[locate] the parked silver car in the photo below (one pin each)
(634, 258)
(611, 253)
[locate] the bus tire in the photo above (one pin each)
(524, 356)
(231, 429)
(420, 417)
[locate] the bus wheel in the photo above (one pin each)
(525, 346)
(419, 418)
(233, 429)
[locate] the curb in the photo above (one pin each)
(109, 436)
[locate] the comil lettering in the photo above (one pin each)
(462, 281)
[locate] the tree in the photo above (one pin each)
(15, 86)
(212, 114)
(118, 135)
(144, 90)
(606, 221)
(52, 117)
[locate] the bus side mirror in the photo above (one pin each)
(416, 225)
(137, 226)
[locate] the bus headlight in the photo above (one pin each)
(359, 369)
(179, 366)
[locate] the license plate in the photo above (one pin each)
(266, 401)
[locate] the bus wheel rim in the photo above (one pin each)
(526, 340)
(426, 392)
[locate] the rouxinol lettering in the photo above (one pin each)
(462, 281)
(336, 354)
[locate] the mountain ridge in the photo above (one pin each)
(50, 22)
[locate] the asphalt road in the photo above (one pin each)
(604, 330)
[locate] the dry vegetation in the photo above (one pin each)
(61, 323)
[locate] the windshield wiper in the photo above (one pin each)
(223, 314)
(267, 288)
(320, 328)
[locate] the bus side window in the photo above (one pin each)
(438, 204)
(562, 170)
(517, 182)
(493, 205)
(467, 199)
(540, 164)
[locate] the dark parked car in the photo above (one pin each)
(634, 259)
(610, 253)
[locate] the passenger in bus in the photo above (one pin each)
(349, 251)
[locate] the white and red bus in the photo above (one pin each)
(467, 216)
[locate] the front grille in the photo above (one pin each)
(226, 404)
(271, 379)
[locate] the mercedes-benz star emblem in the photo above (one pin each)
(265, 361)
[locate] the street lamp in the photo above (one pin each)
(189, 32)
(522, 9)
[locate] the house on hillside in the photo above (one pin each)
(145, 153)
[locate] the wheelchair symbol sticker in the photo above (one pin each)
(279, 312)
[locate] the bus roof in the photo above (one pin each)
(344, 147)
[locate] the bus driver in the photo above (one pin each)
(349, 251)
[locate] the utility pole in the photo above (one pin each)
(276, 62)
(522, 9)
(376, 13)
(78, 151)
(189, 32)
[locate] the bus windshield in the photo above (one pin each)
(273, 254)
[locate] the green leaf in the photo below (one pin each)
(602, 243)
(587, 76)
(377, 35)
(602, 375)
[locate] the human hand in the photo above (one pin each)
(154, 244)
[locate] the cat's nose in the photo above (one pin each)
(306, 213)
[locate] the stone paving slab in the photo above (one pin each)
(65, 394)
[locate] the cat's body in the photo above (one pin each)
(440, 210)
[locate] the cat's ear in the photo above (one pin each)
+++
- ZU ERLEDIGENDE AUFGABE
Gib alle Zeilen der Auflistung oben als Markdown-Tabelle mit den Spalten „Nummer“ und „Zeile“ aus, ohne leere Zeilen.

- LÖSUNG DER AUFGABE
| Nummer | Zeile |
|---|---|
| 1 | [locate] the parked silver car in the photo below (one pin each) |
| 2 | (634, 258) |
| 3 | (611, 253) |
| 4 | [locate] the bus tire in the photo above (one pin each) |
| 5 | (524, 356) |
| 6 | (231, 429) |
| 7 | (420, 417) |
| 8 | [locate] the bus wheel in the photo above (one pin each) |
| 9 | (525, 346) |
| 10 | (419, 418) |
| 11 | (233, 429) |
| 12 | [locate] the curb in the photo above (one pin each) |
| 13 | (109, 436) |
| 14 | [locate] the comil lettering in the photo above (one pin each) |
| 15 | (462, 281) |
| 16 | [locate] the tree in the photo above (one pin each) |
| 17 | (15, 86) |
| 18 | (212, 114) |
| 19 | (118, 135) |
| 20 | (144, 90) |
| 21 | (606, 221) |
| 22 | (52, 117) |
| 23 | [locate] the bus side mirror in the photo above (one pin each) |
| 24 | (416, 225) |
| 25 | (137, 226) |
| 26 | [locate] the bus headlight in the photo above (one pin each) |
| 27 | (359, 369) |
| 28 | (179, 366) |
| 29 | [locate] the license plate in the photo above (one pin each) |
| 30 | (266, 401) |
| 31 | [locate] the bus wheel rim in the photo above (one pin each) |
| 32 | (526, 340) |
| 33 | (426, 392) |
| 34 | [locate] the rouxinol lettering in the photo above (one pin each) |
| 35 | (462, 281) |
| 36 | (336, 354) |
| 37 | [locate] the mountain ridge in the photo above (one pin each) |
| 38 | (50, 22) |
| 39 | [locate] the asphalt road in the photo above (one pin each) |
| 40 | (604, 330) |
| 41 | [locate] the dry vegetation in the photo above (one pin each) |
| 42 | (61, 323) |
| 43 | [locate] the windshield wiper in the photo above (one pin each) |
| 44 | (223, 314) |
| 45 | (267, 288) |
| 46 | (320, 328) |
| 47 | [locate] the bus side window in the photo above (one pin each) |
| 48 | (438, 204) |
| 49 | (562, 170) |
| 50 | (517, 182) |
| 51 | (493, 205) |
| 52 | (467, 199) |
| 53 | (540, 164) |
| 54 | [locate] the dark parked car in the photo above (one pin each) |
| 55 | (634, 259) |
| 56 | (610, 253) |
| 57 | [locate] the passenger in bus in the photo above (one pin each) |
| 58 | (349, 251) |
| 59 | [locate] the white and red bus in the photo above (one pin each) |
| 60 | (467, 216) |
| 61 | [locate] the front grille in the photo above (one pin each) |
| 62 | (226, 404) |
| 63 | (271, 379) |
| 64 | [locate] the mercedes-benz star emblem in the photo above (one pin each) |
| 65 | (265, 361) |
| 66 | [locate] the street lamp in the photo above (one pin each) |
| 67 | (189, 32) |
| 68 | (522, 9) |
| 69 | [locate] the house on hillside in the photo above (one pin each) |
| 70 | (145, 153) |
| 71 | [locate] the wheelchair symbol sticker in the photo above (one pin each) |
| 72 | (279, 312) |
| 73 | [locate] the bus roof in the photo above (one pin each) |
| 74 | (344, 147) |
| 75 | [locate] the bus driver in the photo above (one pin each) |
| 76 | (349, 251) |
| 77 | [locate] the utility pole in the photo above (one pin each) |
| 78 | (276, 62) |
| 79 | (522, 9) |
| 80 | (376, 13) |
| 81 | (78, 151) |
| 82 | (189, 32) |
| 83 | [locate] the bus windshield in the photo above (one pin each) |
| 84 | (273, 254) |
| 85 | [locate] the green leaf in the photo below (one pin each) |
| 86 | (602, 243) |
| 87 | (587, 76) |
| 88 | (377, 35) |
| 89 | (602, 375) |
| 90 | [locate] the human hand in the photo above (one pin each) |
| 91 | (154, 244) |
| 92 | [locate] the cat's nose in the photo above (one pin each) |
| 93 | (306, 213) |
| 94 | [locate] the stone paving slab in the photo above (one pin each) |
| 95 | (65, 394) |
| 96 | [locate] the cat's body in the photo above (one pin each) |
| 97 | (440, 210) |
| 98 | [locate] the cat's ear in the photo above (one pin each) |